» EXERCISE DESCRIPTION
First find the line with "concrete patio floor" in the entries below, then set down exactly every line through the line with "shape point(44, 55)", that line included.

========

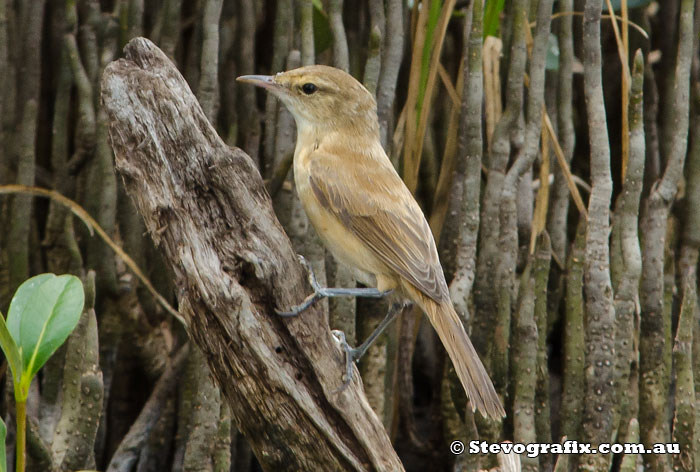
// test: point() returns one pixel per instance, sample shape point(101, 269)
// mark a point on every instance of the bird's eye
point(308, 88)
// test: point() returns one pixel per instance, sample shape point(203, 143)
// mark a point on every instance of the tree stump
point(207, 210)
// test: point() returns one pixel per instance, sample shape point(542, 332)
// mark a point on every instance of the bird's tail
point(470, 370)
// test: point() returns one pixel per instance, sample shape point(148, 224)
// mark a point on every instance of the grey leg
point(324, 292)
point(354, 354)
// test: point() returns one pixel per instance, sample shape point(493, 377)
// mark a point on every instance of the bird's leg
point(354, 354)
point(324, 292)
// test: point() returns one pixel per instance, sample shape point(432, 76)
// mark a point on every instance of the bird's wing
point(371, 200)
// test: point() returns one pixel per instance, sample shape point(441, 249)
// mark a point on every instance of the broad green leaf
point(492, 17)
point(42, 314)
point(3, 456)
point(9, 347)
point(21, 297)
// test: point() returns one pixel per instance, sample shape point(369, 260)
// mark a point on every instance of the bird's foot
point(324, 292)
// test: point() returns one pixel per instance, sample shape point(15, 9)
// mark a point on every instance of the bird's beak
point(264, 81)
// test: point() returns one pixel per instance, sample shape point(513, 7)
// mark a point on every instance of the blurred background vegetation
point(559, 169)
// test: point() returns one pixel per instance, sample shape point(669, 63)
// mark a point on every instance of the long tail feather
point(469, 368)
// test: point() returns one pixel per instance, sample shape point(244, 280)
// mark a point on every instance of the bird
point(364, 213)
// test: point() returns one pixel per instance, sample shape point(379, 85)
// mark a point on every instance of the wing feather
point(371, 200)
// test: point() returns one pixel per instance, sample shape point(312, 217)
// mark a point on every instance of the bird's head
point(322, 98)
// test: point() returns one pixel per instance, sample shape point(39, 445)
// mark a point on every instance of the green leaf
point(492, 17)
point(9, 347)
point(3, 456)
point(43, 312)
point(323, 37)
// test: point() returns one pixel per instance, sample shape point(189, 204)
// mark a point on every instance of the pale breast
point(344, 246)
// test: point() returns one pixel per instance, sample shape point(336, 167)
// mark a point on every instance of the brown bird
point(364, 213)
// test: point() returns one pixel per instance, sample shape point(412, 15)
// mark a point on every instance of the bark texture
point(207, 210)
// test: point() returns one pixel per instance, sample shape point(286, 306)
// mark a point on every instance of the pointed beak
point(264, 81)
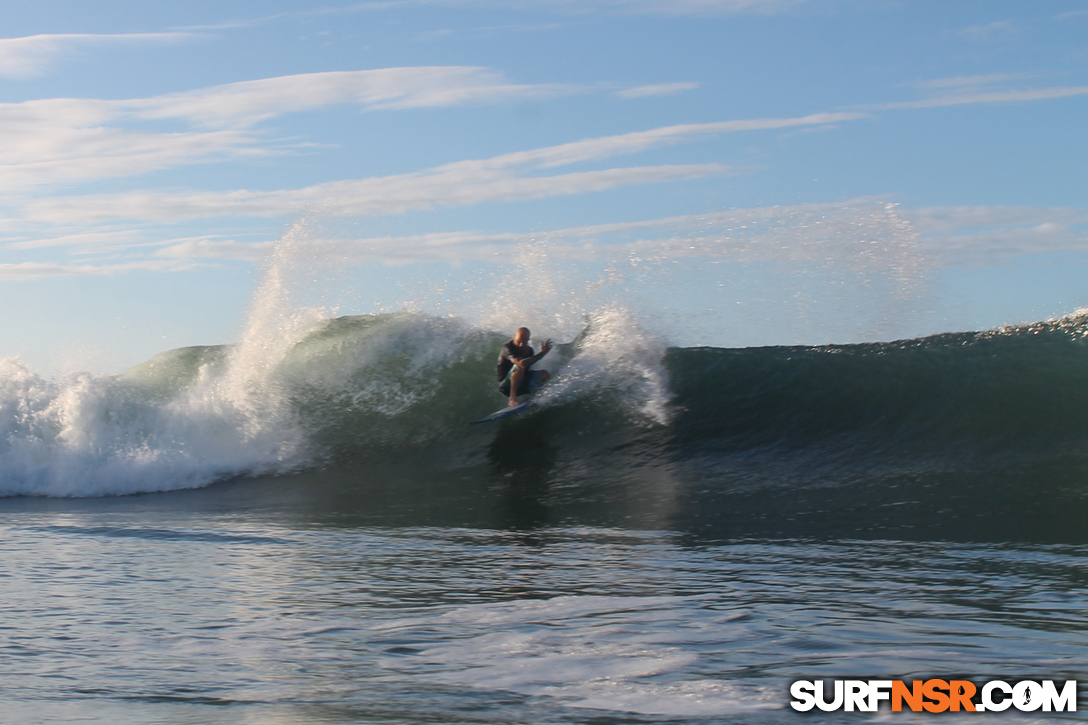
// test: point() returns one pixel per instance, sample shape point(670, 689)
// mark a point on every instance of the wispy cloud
point(33, 56)
point(506, 177)
point(966, 95)
point(240, 105)
point(988, 31)
point(961, 82)
point(987, 235)
point(31, 271)
point(660, 89)
point(699, 8)
point(64, 140)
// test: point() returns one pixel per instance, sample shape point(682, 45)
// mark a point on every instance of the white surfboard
point(505, 413)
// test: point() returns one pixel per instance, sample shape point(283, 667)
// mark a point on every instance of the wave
point(383, 384)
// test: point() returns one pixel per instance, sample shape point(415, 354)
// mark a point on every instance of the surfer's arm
point(527, 363)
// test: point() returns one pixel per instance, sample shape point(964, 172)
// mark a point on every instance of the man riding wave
point(515, 363)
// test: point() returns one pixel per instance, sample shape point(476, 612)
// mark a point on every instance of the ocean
point(301, 527)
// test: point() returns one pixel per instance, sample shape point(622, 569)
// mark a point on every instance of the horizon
point(741, 172)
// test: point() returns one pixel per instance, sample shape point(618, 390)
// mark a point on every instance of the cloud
point(662, 89)
point(33, 56)
point(505, 177)
point(989, 235)
point(207, 248)
point(31, 271)
point(988, 31)
point(243, 105)
point(962, 82)
point(987, 97)
point(68, 140)
point(697, 8)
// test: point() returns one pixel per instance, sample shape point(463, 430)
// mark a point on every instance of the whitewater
point(300, 526)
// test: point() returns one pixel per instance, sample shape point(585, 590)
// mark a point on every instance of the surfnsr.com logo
point(935, 696)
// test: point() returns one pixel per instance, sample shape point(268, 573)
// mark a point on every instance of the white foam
point(616, 653)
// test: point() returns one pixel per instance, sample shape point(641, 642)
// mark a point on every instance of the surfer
point(515, 360)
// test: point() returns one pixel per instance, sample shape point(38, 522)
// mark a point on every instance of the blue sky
point(759, 171)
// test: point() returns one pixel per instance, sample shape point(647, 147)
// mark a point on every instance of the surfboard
point(505, 413)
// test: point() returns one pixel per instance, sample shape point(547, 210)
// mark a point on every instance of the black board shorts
point(530, 383)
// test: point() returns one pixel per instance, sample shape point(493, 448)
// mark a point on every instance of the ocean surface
point(303, 528)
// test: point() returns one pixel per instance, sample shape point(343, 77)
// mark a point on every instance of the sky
point(749, 172)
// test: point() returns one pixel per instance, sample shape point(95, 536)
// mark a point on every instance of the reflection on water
point(137, 616)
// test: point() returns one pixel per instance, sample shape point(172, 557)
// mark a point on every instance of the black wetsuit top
point(510, 353)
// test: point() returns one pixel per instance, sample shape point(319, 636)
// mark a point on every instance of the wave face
point(955, 434)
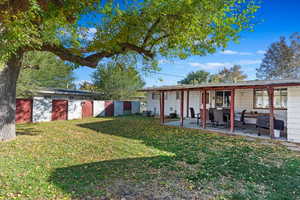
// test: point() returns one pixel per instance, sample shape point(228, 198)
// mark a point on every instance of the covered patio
point(249, 130)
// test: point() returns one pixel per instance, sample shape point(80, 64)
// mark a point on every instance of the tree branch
point(67, 54)
point(150, 31)
point(93, 59)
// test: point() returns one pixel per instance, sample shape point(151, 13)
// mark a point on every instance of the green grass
point(135, 156)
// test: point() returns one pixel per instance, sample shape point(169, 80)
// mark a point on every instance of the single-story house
point(65, 104)
point(246, 103)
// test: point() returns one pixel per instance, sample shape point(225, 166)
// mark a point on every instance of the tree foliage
point(117, 80)
point(232, 75)
point(282, 60)
point(43, 69)
point(197, 77)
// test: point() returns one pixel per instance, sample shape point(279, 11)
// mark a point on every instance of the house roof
point(241, 84)
point(58, 91)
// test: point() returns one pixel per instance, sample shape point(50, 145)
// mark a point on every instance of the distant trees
point(117, 80)
point(43, 69)
point(282, 60)
point(232, 74)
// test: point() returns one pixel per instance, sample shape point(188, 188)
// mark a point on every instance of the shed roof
point(59, 91)
point(241, 84)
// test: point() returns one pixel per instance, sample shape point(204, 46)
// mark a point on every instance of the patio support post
point(204, 109)
point(271, 107)
point(181, 107)
point(232, 96)
point(162, 107)
point(187, 103)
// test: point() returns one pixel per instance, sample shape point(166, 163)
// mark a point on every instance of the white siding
point(293, 114)
point(244, 99)
point(74, 109)
point(42, 109)
point(118, 108)
point(135, 107)
point(99, 108)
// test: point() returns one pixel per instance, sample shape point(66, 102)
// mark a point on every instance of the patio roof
point(241, 84)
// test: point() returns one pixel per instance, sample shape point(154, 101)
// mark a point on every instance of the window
point(261, 98)
point(178, 94)
point(155, 96)
point(207, 97)
point(223, 99)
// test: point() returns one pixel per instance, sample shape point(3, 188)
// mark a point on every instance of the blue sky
point(277, 18)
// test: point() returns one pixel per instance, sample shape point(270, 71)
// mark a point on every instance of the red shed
point(23, 110)
point(87, 109)
point(59, 109)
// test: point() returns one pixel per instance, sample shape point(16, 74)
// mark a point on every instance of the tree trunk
point(8, 79)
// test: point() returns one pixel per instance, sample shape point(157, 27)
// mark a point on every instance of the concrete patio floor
point(248, 130)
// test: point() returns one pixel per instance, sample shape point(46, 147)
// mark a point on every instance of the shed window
point(261, 98)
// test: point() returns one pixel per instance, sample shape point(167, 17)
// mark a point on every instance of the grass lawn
point(136, 158)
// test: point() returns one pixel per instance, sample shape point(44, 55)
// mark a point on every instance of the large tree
point(232, 75)
point(117, 80)
point(281, 60)
point(196, 77)
point(147, 28)
point(48, 71)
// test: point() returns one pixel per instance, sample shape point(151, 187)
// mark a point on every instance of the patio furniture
point(211, 116)
point(242, 119)
point(173, 115)
point(194, 116)
point(219, 117)
point(263, 122)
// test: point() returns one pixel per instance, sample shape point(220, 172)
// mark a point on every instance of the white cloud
point(231, 52)
point(92, 30)
point(209, 65)
point(216, 65)
point(248, 62)
point(260, 52)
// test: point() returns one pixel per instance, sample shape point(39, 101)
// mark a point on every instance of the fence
point(41, 109)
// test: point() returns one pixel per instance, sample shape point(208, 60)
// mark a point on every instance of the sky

========

» REPLY TO THE EXERCISE
// mark a point on every instance of the concrete patio floor
point(248, 130)
// test: point() returns one pixel per instance, sample shape point(46, 147)
// mark a point on every instance of the shed window
point(261, 98)
// test: point() returns one pixel per instance, sample shape point(167, 17)
// mark a point on every instance of the grass lawn
point(136, 158)
// test: point() returns one pixel per instance, sample shape point(44, 55)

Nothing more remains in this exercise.